TASK BRIEF
Copy all of the entries that follow, exactly.

DATASET CONTENT
+++
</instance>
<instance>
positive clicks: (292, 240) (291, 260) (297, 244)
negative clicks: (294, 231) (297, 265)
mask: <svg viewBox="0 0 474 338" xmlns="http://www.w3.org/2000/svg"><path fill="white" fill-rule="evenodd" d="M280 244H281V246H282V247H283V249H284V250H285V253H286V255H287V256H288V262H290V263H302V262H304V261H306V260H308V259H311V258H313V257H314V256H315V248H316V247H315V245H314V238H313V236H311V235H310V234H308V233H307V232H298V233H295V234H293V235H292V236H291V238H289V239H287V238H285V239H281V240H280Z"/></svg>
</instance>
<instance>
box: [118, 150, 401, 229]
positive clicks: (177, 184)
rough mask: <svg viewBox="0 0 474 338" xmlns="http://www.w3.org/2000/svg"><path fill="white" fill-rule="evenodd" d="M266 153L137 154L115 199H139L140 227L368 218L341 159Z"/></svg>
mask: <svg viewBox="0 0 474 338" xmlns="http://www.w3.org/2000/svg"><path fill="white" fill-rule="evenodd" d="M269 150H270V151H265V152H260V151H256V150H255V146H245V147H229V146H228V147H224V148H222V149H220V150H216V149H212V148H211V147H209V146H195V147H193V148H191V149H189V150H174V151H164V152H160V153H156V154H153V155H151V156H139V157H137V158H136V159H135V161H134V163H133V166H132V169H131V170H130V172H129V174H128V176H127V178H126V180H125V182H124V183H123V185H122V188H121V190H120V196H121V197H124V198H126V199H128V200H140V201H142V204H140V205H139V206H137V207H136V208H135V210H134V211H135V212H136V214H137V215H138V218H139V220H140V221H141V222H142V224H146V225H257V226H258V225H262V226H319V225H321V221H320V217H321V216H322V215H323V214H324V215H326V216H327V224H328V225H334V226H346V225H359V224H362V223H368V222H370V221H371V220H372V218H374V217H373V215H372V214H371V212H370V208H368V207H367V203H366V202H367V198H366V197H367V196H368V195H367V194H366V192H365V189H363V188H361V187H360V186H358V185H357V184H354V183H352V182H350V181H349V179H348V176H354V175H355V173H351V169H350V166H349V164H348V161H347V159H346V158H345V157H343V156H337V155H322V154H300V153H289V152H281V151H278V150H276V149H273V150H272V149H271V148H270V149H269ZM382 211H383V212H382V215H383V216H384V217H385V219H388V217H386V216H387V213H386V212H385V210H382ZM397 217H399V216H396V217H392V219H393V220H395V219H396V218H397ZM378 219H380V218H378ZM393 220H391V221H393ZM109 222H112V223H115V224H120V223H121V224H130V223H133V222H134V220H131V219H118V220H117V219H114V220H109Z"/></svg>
+++
EXERCISE ANSWER
</instance>
<instance>
positive clicks: (292, 240) (291, 260) (297, 244)
negative clicks: (294, 231) (297, 265)
mask: <svg viewBox="0 0 474 338" xmlns="http://www.w3.org/2000/svg"><path fill="white" fill-rule="evenodd" d="M280 244H281V246H282V247H283V249H284V250H285V253H286V255H287V256H288V262H290V263H302V262H304V261H306V260H308V259H311V258H313V257H314V256H315V248H316V247H315V245H314V238H313V236H311V235H310V234H308V233H307V232H298V233H295V234H293V235H292V236H291V238H289V239H287V238H285V239H281V240H280Z"/></svg>
</instance>
<instance>
box: [118, 150, 401, 229]
positive clicks: (177, 184)
rough mask: <svg viewBox="0 0 474 338" xmlns="http://www.w3.org/2000/svg"><path fill="white" fill-rule="evenodd" d="M266 153L137 154L115 199H139L140 227L368 218L341 159Z"/></svg>
mask: <svg viewBox="0 0 474 338" xmlns="http://www.w3.org/2000/svg"><path fill="white" fill-rule="evenodd" d="M269 150H270V151H265V152H260V151H256V150H255V146H245V147H229V146H228V147H224V148H222V149H220V150H216V149H212V148H211V147H209V146H195V147H193V148H191V149H189V150H174V151H164V152H160V153H156V154H153V155H151V156H139V157H137V158H136V159H135V161H134V163H133V166H132V169H131V170H130V172H129V174H128V176H127V178H126V180H125V182H124V183H123V185H122V188H121V190H120V196H121V197H124V198H126V199H128V200H140V201H142V204H140V205H139V206H137V207H136V208H135V210H134V211H135V212H136V214H137V215H138V218H139V220H140V221H141V222H142V224H146V225H257V226H258V225H262V226H319V225H321V221H320V217H321V216H322V215H323V214H324V215H326V216H327V224H328V225H334V226H346V225H359V224H362V223H368V222H370V221H371V220H372V218H374V217H373V215H372V214H371V212H370V208H368V207H367V203H366V202H367V198H366V197H367V196H368V195H367V194H366V192H365V189H363V188H361V187H360V186H358V185H357V184H354V183H352V182H350V181H349V179H348V176H354V175H355V173H351V169H350V166H349V164H348V161H347V159H346V158H345V157H343V156H337V155H322V154H300V153H289V152H281V151H278V150H276V149H273V150H272V149H271V148H270V149H269ZM382 211H383V212H382V215H383V216H384V217H385V219H388V217H386V216H387V213H386V212H385V210H382ZM397 217H399V216H396V217H392V219H393V220H395V219H396V218H397ZM378 219H380V218H378ZM393 220H391V221H393ZM109 222H112V223H115V224H120V223H121V224H130V223H133V222H134V220H131V219H118V220H117V219H114V220H109Z"/></svg>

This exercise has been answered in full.